まず、自動車乗車中、二輪車乗車中、自転車乗車中、歩行中、その他で、重傷者、死者がどれくらい発生しているかを見てみます。

下図は重傷者のデータですが、2021年は自動車乗車中で6,717人、二輪車乗車中で6,969人、自転車乗車中で6,589人、歩行中で6,876人、その他で53人の重傷者が発生しています。全体の傾向として、減少傾向にあることがわかります。

道路の交通に関する統計

割合別で見ると、2021年は自動車乗車中が25%、二輪車乗車中が26%、自転車乗車中が24%、歩行中が25%となっています。

道路の交通に関する統計

 

次に死者数についてみると、2021年は自動車乗車中で860人、二輪車乗車中で463人、自転車乗車中で361人、歩行中で941人、その他で11人の死者が発生しています。重傷者と同様で、こちらも全体的に減少傾向となっています。

道路の交通に関する統計

割合別で見ると、2021年は自動車乗車中が33%、二輪車乗車中が18%、自転車乗車中が14%、歩行中が36%となっています。

道路の交通に関する統計

 

以上のデータだけを見ると、自動車と比較してもバイク(二輪車)はそれほど重傷者、死者は多くないように思えます。

しかし、自動車とバイクでは台数が圧倒的に異なります。

下図は自動車・二輪車の保有台数と重傷者数を1つのグラフにまとめたものです。これを見てみるとバイク(二輪車)は保有台数が自動車と比べても圧倒的に少ないにもかかわらず、重傷者数は自動車とそれほど変わりはありません

道路の交通に関する統計
一般財団法人 自動車検査登録情報協会

死者数についても、二輪車の保有台数に対して死者数がかなり多いことがわかります。

道路の交通に関する統計
一般財団法人 自動車検査登録情報協会

 

保有台数に対する重傷者・死者の割合を表したのが、下図のグラフです。絶対的な値としてはそれほど大きくはないものの、二輪車は自動車と比較して重傷率、死亡率がかなり高いことがわかります。

*出題*. 交通事故の統計についての文章から、「割合別で見ると、2021年は自動車乗車中が33%、二輪車」から「しかし、自動車とバイクでは台数が圧倒的に異なります。」までの部分を一字も変えずに書き写してください。

*提供データ*.

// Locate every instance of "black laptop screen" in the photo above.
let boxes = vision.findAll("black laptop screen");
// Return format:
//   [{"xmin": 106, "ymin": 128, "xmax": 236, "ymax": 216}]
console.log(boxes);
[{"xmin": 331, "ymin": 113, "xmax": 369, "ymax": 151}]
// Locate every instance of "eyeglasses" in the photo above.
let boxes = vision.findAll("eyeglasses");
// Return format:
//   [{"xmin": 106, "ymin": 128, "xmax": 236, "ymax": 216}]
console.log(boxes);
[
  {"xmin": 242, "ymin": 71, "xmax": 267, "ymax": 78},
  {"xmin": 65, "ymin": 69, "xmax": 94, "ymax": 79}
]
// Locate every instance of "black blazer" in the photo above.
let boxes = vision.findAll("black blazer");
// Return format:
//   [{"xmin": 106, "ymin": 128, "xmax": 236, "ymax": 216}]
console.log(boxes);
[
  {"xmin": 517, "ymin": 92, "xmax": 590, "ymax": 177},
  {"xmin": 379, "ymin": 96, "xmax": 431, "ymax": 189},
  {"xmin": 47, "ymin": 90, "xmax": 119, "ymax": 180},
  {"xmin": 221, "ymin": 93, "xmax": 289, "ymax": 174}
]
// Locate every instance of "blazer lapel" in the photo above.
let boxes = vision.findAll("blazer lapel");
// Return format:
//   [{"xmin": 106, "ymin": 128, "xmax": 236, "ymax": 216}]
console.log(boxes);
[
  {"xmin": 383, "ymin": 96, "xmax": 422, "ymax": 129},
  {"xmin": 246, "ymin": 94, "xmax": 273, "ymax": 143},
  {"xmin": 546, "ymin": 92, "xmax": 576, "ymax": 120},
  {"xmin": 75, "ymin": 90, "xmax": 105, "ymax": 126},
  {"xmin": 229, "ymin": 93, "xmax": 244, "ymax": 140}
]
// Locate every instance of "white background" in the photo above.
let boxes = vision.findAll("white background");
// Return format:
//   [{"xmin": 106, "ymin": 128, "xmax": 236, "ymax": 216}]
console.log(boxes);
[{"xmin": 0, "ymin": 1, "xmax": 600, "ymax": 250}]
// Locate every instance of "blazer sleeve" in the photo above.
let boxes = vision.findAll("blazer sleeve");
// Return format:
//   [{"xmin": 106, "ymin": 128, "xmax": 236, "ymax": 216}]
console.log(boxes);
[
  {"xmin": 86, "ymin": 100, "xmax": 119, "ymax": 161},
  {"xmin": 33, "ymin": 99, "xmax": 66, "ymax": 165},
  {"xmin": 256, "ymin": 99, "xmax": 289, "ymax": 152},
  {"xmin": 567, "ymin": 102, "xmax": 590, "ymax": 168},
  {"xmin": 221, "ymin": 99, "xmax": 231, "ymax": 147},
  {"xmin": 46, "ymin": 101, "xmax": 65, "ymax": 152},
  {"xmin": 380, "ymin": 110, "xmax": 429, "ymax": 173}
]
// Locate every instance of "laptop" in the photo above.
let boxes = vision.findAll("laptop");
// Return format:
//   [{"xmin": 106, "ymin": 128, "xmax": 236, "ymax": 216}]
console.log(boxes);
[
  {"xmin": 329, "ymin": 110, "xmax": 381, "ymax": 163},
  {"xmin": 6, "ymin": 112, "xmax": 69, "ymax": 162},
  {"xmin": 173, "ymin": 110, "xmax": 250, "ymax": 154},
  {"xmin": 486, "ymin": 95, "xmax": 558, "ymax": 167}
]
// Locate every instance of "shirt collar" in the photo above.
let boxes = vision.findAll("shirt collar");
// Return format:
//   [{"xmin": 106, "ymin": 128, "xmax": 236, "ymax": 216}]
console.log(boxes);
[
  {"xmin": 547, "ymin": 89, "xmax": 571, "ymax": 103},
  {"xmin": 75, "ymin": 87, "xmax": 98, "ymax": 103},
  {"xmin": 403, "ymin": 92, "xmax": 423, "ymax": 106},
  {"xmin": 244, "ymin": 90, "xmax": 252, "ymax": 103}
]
...
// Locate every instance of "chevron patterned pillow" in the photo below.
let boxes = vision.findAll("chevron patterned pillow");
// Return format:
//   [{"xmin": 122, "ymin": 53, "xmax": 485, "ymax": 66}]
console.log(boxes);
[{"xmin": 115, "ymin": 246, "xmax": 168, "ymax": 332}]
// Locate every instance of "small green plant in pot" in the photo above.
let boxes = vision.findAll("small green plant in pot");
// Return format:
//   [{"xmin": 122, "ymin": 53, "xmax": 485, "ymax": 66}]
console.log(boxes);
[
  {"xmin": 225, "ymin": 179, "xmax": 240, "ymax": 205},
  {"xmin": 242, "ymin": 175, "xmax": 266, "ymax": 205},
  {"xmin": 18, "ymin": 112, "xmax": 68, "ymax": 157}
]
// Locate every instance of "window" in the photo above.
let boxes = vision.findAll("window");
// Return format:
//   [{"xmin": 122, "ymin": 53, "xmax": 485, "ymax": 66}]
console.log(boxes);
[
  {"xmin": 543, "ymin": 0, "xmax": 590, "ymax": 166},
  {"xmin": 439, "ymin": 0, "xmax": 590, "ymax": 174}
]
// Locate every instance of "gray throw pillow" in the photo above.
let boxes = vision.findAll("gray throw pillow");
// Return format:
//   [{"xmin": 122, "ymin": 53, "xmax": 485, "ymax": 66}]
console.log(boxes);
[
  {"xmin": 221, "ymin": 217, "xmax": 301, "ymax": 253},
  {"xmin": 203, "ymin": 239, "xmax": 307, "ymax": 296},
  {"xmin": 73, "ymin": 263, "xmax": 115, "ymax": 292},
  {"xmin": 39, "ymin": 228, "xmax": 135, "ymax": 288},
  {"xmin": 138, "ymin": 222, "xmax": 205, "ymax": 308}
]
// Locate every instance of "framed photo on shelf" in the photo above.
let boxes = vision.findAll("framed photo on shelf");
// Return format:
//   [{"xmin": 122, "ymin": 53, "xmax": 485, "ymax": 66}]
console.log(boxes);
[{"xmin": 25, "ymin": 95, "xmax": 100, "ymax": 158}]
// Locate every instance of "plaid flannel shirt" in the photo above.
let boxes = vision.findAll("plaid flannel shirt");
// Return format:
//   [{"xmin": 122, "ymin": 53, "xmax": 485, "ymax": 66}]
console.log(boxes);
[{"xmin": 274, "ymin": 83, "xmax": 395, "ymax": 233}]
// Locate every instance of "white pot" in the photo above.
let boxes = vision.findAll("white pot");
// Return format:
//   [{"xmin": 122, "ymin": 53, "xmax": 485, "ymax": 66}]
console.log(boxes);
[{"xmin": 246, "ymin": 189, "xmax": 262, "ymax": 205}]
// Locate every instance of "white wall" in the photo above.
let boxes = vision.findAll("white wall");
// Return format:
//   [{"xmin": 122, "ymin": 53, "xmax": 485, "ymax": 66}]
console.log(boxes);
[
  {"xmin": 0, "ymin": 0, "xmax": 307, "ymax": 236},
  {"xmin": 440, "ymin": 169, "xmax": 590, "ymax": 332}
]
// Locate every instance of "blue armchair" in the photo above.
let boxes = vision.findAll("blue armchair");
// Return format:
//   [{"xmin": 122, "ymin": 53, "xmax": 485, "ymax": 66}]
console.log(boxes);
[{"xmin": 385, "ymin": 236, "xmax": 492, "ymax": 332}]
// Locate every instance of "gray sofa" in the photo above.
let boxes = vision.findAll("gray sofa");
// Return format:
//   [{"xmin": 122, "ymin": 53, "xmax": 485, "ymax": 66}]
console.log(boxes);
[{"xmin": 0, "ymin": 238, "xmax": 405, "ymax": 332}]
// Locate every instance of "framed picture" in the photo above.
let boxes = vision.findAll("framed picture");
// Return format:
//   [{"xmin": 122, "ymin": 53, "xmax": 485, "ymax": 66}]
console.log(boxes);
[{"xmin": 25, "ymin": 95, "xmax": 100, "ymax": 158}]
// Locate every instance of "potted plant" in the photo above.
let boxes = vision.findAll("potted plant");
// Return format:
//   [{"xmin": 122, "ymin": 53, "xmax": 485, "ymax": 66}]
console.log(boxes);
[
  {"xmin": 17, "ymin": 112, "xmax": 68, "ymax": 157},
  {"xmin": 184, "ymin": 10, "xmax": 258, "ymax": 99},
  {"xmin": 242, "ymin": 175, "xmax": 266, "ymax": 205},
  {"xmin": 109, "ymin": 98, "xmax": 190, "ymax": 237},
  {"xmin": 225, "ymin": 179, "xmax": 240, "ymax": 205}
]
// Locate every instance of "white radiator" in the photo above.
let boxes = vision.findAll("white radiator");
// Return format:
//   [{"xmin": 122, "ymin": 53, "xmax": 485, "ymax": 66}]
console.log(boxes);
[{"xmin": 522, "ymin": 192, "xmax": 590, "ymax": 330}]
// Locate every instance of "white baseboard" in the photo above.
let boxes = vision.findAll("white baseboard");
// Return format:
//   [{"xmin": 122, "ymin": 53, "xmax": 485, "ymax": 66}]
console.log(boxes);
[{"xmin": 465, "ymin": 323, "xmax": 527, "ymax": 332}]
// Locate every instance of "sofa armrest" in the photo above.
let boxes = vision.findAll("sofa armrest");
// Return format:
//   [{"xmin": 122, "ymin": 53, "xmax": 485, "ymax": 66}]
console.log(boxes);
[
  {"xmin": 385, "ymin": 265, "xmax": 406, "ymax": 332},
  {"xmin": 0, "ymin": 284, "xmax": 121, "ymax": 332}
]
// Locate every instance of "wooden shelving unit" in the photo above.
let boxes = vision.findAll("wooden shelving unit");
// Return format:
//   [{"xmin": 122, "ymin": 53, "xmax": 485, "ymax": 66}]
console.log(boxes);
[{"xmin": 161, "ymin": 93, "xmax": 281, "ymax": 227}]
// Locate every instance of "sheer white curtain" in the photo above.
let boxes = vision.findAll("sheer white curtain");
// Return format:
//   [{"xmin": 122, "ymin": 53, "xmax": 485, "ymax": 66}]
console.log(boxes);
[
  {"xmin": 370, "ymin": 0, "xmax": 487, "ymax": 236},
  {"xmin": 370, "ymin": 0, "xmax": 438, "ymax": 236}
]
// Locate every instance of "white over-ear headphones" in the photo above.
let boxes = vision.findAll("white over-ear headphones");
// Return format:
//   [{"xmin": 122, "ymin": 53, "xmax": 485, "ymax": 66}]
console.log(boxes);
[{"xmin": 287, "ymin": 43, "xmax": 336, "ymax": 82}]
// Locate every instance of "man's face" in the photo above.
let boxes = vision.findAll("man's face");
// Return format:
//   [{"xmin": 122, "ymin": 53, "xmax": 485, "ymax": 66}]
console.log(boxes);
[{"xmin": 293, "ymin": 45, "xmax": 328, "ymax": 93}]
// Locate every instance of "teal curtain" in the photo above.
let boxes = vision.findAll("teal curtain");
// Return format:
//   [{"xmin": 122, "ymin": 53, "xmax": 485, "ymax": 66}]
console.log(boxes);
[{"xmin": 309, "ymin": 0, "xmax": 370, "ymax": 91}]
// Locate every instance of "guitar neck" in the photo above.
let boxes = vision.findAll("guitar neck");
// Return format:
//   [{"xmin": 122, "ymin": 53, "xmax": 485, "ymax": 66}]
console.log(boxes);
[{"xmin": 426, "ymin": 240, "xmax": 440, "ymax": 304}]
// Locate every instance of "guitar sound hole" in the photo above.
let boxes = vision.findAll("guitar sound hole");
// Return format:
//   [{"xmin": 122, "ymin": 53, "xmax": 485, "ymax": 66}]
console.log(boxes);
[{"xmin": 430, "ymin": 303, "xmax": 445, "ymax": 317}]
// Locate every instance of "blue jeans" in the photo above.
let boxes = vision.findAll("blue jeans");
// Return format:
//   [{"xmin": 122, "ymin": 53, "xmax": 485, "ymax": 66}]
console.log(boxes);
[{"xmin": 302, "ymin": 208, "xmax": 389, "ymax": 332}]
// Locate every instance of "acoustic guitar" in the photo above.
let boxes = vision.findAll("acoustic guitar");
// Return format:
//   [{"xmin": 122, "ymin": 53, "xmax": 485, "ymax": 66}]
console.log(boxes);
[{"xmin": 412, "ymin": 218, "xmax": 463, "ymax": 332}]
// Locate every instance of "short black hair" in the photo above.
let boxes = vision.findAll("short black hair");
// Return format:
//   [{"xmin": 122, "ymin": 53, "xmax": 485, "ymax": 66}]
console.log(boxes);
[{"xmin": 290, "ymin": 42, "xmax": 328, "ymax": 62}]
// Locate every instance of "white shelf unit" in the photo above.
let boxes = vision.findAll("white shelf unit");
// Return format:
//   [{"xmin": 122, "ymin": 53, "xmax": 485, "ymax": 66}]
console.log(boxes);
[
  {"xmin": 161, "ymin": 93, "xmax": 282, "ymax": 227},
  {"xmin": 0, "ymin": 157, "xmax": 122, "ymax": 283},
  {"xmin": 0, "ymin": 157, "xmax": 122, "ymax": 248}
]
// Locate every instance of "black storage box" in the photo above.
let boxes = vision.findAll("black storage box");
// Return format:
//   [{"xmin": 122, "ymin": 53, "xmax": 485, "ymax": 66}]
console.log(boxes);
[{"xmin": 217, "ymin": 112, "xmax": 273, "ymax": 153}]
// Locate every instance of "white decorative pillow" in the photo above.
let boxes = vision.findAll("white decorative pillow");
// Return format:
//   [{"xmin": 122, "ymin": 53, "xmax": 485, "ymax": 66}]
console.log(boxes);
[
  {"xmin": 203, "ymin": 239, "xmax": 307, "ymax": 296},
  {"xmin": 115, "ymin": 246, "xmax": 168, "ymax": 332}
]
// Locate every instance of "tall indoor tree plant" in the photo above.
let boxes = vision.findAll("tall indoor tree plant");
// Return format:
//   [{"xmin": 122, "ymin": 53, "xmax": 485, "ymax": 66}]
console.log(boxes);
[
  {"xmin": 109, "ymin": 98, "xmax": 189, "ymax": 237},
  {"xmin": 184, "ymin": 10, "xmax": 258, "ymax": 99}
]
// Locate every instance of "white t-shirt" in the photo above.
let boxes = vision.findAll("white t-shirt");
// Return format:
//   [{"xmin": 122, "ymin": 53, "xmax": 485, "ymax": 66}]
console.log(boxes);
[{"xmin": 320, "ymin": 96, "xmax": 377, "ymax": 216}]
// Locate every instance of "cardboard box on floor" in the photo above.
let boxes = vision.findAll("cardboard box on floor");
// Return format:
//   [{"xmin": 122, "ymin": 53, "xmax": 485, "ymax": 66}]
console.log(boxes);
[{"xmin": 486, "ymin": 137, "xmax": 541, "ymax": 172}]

*解答*.
割合別で見ると、2021年は自動車乗車中が33%、二輪車乗車中が18%、自転車乗車中が14%、歩行中が36%となっています。

道路の交通に関する統計

 

以上のデータだけを見ると、自動車と比較してもバイク(二輪車)はそれほど重傷者、死者は多くないように思えます。

しかし、自動車とバイクでは台数が圧倒的に異なります。